◆ EXCERTO DO DOCUMENTO:

Há uma subtileza que se prende com a oportunidade e o timing deste artigo: anuncia-se um boom de contratações até 2020 que coincide aproximadamente com o ciclo político atual. Uma outra política de contratação poderia permitir a insuflação de ar fresco de forma faseada, minimizando o vazio de contratações antecipado de forma alarmada e intencional para o quinquénio seguinte.
Um dos pressupostos adicionais é o de que todos os professores formados deveriam ter lugar nas escolas. Ora, o emprego a 100% dá-se apenas num conjunto restrito de profissões e é sempre explicável por razões conjunturais. Assim, não se entende a razão porque se tem feito disto bandeira no caso dos professores.
Finalmente, há numerosos professores que exercem cargos administrativos. Não sabemos qual a percentagem, natureza, muito menos a adequação proporcional à exigência das funções e consequente menor disponibilidade para a componente lectiva.

◆ PROBLEMA PROPOSTO: Escreva a continuação do texto sobre a contratação de professores, começando a seguir à sua última frase.

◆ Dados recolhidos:
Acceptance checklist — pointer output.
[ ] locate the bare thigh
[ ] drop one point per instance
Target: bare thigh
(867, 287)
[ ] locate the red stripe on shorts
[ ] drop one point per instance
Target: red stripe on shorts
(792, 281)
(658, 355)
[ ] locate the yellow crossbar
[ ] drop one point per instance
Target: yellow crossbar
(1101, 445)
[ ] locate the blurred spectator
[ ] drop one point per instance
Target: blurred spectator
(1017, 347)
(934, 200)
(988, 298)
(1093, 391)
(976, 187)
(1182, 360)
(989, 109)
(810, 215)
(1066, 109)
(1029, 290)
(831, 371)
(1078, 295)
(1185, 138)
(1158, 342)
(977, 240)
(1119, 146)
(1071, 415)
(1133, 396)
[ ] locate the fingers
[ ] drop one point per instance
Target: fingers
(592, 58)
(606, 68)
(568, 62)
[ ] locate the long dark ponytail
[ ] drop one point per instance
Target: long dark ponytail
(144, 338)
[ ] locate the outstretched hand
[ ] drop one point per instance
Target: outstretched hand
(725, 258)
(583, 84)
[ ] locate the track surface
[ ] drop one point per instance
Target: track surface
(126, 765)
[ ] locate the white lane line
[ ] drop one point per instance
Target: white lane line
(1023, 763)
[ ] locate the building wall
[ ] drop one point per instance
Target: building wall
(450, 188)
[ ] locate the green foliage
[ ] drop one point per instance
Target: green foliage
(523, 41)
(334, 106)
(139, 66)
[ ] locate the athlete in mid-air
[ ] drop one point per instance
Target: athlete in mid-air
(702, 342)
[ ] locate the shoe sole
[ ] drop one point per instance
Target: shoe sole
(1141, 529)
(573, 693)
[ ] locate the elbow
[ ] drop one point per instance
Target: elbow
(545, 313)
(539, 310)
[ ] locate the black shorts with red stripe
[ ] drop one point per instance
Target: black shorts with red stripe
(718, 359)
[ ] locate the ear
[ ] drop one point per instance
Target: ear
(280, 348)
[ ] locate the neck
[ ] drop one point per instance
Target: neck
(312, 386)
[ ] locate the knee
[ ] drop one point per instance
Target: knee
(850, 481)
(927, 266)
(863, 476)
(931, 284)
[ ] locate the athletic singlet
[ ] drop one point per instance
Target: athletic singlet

◆ EXERCÍCIO RESOLVIDO:
No caso específico dos professores de FQ, facilmente se compreende que será necessário que o Estado continue a garantir a sua formação, numa proporção que uma boa análise sócio-estatística, com pouco risco, pode indicar. Tal imperativo não resulta só do fundamental rejuvenescimento do corpo docente. É também crucial, mesmo tendo em conta as baixas demográficas previsíveis, para garantir o não vazio de profissionais na área.
Adivinha-se algum paralelismo e situação convergente com outros grupos disciplinares que não FQ, como a Matemática, a Biologia/Geologia ou mesmo as Humanidades.
O estudo referido na notícia é importante e precisa de ser analisado com o detalhe e especificidade que merece qualquer interpretação, sem habilidade estatística: há que não uniformizar o que não pode ser generalizado. Por outro lado, na sua extração mais ampla, pode e oxalá induza os decisores políticos para um olhar mais profundo e promissor. De outra forma, este estudo e principalmente as notícias que o embrulhem com extrações simplistas, acabará por ser usado como uma meia verdade que, como a vida nos ensina, é a seiva da inação, suportando a ausência de estratégia educativa de futuro..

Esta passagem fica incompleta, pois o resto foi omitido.